What you need to do: Revise the part of the listing that runs from its beginning through the line containing "[539,400,693,559]", changing every occurrence of "t-shirt" to "T-shirt" and leaving all other text unchanged. Return only that part.

Supplied entries:
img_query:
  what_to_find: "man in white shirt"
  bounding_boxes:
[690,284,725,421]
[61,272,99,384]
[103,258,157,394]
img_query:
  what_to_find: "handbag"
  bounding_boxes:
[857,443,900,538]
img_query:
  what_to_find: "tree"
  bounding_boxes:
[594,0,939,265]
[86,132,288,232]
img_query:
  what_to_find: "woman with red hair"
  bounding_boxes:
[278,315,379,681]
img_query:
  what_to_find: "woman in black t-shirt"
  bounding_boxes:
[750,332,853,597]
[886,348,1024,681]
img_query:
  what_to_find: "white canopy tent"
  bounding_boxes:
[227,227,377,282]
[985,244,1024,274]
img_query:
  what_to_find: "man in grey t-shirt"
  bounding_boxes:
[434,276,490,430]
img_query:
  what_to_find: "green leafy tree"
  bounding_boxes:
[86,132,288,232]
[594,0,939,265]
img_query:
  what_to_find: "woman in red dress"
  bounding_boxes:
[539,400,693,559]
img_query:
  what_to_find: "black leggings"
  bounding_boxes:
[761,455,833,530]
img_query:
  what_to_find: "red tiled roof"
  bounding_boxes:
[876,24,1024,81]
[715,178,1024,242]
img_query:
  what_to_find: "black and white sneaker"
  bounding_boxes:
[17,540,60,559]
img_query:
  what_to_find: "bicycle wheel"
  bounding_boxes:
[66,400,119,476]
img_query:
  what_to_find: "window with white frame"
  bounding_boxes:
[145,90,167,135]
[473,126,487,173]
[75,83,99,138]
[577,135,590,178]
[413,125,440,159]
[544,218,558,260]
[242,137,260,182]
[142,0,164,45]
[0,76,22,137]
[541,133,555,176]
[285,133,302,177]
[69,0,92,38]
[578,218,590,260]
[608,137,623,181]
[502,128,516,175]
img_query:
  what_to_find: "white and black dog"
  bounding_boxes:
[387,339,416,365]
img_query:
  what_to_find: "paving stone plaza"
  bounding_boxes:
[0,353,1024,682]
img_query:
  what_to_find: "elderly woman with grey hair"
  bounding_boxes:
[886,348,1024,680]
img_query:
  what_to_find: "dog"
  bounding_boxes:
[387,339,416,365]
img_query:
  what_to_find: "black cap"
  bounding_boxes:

Problem solution:
img_query:
  what_to_find: "man in white shirt"
  bounding_boxes:
[690,284,725,421]
[61,272,99,384]
[103,258,157,394]
img_query:
  what_to_find: "handbag"
  bounding_boxes:
[857,443,900,538]
img_query:
  what_to_find: "tree"
  bounding_boxes:
[594,0,939,265]
[86,132,288,232]
img_query:
  what_to_find: "woman with red hair"
  bounding_boxes:
[278,315,379,681]
img_query:
  what_to_find: "woman in black T-shirt"
  bounding_boxes:
[750,332,853,597]
[886,348,1024,681]
img_query:
  what_to_find: "white canopy tent"
  bounding_boxes:
[227,227,377,282]
[985,244,1024,274]
img_query:
  what_to_find: "man in grey T-shirt"
  bounding_boxes:
[434,276,490,430]
img_query:
  what_to_find: "green leafy tree"
  bounding_boxes:
[86,132,288,232]
[594,0,939,265]
img_query:
  what_to_find: "woman in red dress"
  bounding_boxes:
[539,400,693,559]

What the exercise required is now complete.